* [The task]
The entries below must be repeated exactly. None may be skipped.

(Data excerpts)

----------------------------------------

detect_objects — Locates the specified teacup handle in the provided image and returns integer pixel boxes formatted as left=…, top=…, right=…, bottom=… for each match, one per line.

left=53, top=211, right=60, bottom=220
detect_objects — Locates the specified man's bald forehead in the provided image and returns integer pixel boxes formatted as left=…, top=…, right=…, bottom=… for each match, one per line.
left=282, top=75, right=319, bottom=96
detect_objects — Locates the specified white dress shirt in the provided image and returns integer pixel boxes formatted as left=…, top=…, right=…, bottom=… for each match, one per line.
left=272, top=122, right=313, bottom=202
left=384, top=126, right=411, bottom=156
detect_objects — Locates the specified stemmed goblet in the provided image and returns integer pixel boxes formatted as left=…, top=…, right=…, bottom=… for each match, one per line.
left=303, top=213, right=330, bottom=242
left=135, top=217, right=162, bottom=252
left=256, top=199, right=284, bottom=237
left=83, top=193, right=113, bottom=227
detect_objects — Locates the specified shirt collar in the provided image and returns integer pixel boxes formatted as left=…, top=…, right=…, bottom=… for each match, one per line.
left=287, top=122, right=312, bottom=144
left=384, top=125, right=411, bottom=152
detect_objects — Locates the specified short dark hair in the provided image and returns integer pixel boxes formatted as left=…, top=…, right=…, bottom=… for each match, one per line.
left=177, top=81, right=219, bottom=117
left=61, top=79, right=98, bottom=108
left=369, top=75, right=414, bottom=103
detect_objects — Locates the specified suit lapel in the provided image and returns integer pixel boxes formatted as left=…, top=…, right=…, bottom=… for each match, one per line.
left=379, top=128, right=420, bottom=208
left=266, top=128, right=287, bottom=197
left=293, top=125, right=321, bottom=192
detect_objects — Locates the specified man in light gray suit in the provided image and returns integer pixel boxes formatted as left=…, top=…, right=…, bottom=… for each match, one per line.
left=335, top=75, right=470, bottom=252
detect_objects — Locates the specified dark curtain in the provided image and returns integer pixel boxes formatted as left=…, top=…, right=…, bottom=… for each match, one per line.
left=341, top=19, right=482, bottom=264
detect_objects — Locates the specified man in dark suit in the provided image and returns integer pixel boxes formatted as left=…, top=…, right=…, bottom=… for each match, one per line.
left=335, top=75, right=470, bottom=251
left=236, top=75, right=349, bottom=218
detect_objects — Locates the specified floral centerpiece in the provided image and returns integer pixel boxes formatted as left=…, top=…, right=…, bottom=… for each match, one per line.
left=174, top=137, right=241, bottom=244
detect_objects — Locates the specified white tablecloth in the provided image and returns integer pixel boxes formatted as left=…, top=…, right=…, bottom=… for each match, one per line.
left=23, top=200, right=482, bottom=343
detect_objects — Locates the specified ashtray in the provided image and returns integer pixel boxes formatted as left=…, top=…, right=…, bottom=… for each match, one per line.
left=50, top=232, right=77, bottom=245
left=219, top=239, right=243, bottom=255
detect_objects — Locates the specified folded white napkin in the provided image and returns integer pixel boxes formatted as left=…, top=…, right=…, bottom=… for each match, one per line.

----------------------------------------

* [Solution]
detect_objects — Locates the specified teacup handle in the provided image and returns integer pixel boxes formatted as left=…, top=…, right=…, bottom=… for each match, one per line.

left=53, top=211, right=60, bottom=220
detect_objects — Locates the specified man's bald forehead in the provided image and returns integer pixel boxes formatted as left=…, top=…, right=…, bottom=… for each match, one per line.
left=282, top=75, right=319, bottom=96
detect_objects — Locates the specified white dress shirt in the provided image and returns integer pixel boxes formatted as left=…, top=…, right=…, bottom=… for each match, one per line.
left=272, top=122, right=313, bottom=202
left=384, top=126, right=411, bottom=156
detect_objects — Locates the specified stemmed goblet in the provided image and returns integer pixel boxes formatted as left=…, top=…, right=…, bottom=… for each match, one per line.
left=303, top=213, right=330, bottom=242
left=135, top=217, right=162, bottom=252
left=256, top=199, right=284, bottom=237
left=83, top=193, right=113, bottom=227
detect_objects — Locates the specified shirt collar in the provided image and returns integer pixel boxes formatted as left=…, top=…, right=…, bottom=… for each match, one per line.
left=287, top=122, right=312, bottom=144
left=384, top=125, right=411, bottom=152
detect_objects — Locates the specified short dark hair in the provided image and returns integer pixel boxes formatted as left=…, top=…, right=…, bottom=… for each match, one per line.
left=177, top=81, right=219, bottom=117
left=61, top=79, right=98, bottom=108
left=369, top=75, right=414, bottom=103
detect_objects — Locates the specified suit lapel in the provided image and returns integer pixel boxes formatted as left=…, top=…, right=…, bottom=… for each match, one per line.
left=379, top=128, right=420, bottom=208
left=266, top=128, right=287, bottom=197
left=293, top=125, right=321, bottom=192
detect_objects — Locates the specified man in light gray suit in the provided image and returns integer pixel boxes formatted as left=…, top=…, right=…, bottom=… for each match, one per line.
left=335, top=75, right=470, bottom=252
detect_objects — Locates the specified dark curtain in the provided image and returns integer pixel boxes formatted as left=…, top=…, right=…, bottom=… for each match, one per line.
left=341, top=19, right=482, bottom=264
detect_objects — Locates the specified man in dark suit in the provided image and returns integer pixel boxes formatted as left=…, top=…, right=…, bottom=… for each match, one per line.
left=335, top=75, right=470, bottom=251
left=236, top=75, right=349, bottom=218
detect_objects — Locates the specified floral centerpiece in the provided image and returns integer pixel boxes formatted as left=…, top=…, right=…, bottom=… for each match, one per line.
left=174, top=137, right=241, bottom=244
detect_objects — Locates the specified white tablecloth in the provided image and returns integer pixel boxes formatted as left=…, top=…, right=…, bottom=… for each match, one per line.
left=23, top=200, right=482, bottom=343
detect_objects — Locates the specified ashtray in the provided image and returns integer pixel boxes formatted as left=…, top=…, right=…, bottom=… for each match, one per line.
left=50, top=232, right=77, bottom=245
left=219, top=239, right=243, bottom=255
detect_objects — Locates the specified folded white napkin in the provided image and returns integer pixel boxes formatted as left=…, top=…, right=…, bottom=… for each match, one per line.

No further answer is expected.